[begin SUPPLIED RECORDS]
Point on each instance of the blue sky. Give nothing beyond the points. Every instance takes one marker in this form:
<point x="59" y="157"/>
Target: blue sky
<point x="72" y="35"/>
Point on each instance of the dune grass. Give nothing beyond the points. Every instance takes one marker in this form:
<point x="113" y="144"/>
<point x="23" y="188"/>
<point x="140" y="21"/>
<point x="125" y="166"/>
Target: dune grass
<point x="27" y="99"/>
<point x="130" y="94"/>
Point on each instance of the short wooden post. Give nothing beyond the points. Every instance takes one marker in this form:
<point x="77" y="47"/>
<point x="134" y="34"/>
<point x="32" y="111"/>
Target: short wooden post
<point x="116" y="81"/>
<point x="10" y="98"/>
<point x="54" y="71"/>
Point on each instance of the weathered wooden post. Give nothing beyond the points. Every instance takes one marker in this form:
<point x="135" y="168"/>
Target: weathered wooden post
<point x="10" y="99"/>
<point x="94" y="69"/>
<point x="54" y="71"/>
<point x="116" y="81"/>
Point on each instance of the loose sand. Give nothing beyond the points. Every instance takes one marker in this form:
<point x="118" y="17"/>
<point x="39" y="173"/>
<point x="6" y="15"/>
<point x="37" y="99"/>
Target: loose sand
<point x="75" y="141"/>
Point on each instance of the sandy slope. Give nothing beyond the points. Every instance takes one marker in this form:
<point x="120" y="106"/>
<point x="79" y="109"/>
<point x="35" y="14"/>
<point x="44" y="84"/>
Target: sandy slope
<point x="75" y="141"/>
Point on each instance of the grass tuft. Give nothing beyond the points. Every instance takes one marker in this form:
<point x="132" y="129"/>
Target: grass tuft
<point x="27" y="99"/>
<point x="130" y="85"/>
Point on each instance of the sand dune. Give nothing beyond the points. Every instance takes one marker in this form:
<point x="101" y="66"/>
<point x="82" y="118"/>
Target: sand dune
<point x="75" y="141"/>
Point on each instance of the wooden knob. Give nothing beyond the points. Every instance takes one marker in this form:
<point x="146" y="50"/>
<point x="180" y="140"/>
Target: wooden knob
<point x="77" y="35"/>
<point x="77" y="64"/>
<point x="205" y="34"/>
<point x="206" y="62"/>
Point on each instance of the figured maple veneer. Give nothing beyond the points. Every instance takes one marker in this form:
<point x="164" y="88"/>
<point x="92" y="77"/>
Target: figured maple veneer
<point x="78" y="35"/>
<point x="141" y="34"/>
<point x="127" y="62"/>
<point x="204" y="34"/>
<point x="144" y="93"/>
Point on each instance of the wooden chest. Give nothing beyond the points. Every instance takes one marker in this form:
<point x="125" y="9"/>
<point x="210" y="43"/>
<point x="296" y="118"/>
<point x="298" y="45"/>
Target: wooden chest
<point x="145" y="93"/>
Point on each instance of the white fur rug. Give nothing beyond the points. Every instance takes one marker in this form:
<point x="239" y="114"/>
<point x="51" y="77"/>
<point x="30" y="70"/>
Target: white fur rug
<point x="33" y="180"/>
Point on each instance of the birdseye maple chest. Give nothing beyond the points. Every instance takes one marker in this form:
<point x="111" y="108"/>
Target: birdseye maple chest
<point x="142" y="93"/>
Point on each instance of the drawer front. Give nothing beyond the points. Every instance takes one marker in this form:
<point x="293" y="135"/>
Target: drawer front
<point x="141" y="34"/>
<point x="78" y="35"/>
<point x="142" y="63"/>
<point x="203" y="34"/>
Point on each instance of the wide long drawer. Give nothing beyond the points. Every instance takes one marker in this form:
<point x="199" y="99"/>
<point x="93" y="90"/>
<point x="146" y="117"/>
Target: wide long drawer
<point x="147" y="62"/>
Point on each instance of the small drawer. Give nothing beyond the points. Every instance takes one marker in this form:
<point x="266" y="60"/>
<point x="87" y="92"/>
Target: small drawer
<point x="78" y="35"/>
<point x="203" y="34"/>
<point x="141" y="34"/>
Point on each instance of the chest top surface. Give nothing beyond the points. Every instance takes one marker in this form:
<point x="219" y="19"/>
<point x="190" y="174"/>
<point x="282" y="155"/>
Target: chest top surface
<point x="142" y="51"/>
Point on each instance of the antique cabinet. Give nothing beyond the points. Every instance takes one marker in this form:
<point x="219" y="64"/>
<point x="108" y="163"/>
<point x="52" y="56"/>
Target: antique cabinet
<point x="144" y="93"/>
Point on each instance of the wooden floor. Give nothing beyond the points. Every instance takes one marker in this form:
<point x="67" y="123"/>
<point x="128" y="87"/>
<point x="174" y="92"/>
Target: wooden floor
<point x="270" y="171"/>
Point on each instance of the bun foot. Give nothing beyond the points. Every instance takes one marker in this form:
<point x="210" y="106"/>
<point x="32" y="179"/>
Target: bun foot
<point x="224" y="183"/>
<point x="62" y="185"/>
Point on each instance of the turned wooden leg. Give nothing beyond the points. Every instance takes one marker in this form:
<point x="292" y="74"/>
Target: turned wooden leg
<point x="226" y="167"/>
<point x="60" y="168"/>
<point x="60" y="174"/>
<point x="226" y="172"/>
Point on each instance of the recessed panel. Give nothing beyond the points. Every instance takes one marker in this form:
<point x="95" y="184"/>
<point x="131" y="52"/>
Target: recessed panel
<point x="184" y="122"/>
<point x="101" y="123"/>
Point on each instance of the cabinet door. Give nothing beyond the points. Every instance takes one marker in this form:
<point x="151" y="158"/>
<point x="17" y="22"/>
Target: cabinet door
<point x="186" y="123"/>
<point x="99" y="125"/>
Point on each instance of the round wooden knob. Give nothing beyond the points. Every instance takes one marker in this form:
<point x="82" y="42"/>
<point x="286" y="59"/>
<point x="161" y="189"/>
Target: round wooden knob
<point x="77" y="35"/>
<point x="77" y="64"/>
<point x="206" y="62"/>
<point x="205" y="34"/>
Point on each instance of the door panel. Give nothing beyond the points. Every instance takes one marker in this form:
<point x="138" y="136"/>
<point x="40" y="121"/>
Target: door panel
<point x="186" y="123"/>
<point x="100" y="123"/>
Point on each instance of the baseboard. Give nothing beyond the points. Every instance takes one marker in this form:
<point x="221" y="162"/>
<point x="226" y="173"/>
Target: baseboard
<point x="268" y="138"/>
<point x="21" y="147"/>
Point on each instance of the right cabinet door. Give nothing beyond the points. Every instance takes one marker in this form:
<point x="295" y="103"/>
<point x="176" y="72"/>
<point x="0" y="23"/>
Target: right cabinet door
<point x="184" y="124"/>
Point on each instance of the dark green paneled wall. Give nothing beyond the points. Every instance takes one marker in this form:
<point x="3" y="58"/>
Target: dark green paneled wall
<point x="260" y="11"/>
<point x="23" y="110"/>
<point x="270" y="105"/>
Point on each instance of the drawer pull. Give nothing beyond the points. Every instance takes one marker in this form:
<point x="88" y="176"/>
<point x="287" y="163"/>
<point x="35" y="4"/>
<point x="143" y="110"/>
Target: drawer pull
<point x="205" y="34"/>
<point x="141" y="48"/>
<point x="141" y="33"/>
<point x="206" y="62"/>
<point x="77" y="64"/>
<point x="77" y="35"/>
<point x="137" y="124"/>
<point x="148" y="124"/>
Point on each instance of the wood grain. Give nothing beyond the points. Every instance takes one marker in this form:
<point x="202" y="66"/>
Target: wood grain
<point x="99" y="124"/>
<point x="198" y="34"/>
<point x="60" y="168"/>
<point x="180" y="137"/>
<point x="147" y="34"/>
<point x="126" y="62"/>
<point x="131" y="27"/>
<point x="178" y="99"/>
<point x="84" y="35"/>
[end SUPPLIED RECORDS]
> **TASK TO CARRY OUT**
Write out the data again, starting at the line that contains "Point on each instance of the right" and continuing through the end of the data. Substitute "drawer handle" for every "drawer pull" and leave everything else unchanged.

> **TASK SOLUTION**
Point on each instance of the right cabinet door. Give nothing beyond the points. Every instance takes one marker in this form:
<point x="295" y="103"/>
<point x="176" y="72"/>
<point x="0" y="23"/>
Target: right cabinet door
<point x="184" y="124"/>
Point on each instance of the dark green paneled wall. Give nothing beyond the points. Every instance takes one marker in this form:
<point x="3" y="58"/>
Target: dark green paneled wall
<point x="260" y="11"/>
<point x="23" y="110"/>
<point x="270" y="105"/>
Point on each instance of the drawer handle. Give nothing beyond the points. Every instance takes one marker in this form:
<point x="88" y="176"/>
<point x="287" y="163"/>
<point x="35" y="4"/>
<point x="143" y="110"/>
Target: drawer handle
<point x="205" y="34"/>
<point x="141" y="48"/>
<point x="141" y="33"/>
<point x="206" y="62"/>
<point x="77" y="64"/>
<point x="77" y="35"/>
<point x="137" y="124"/>
<point x="148" y="124"/>
Point on each instance of the wood grain. Give nothing beyond the points. Every instance takes one marker in this form:
<point x="202" y="66"/>
Target: wood grain
<point x="99" y="124"/>
<point x="198" y="34"/>
<point x="60" y="168"/>
<point x="180" y="137"/>
<point x="147" y="34"/>
<point x="126" y="62"/>
<point x="131" y="27"/>
<point x="178" y="99"/>
<point x="84" y="35"/>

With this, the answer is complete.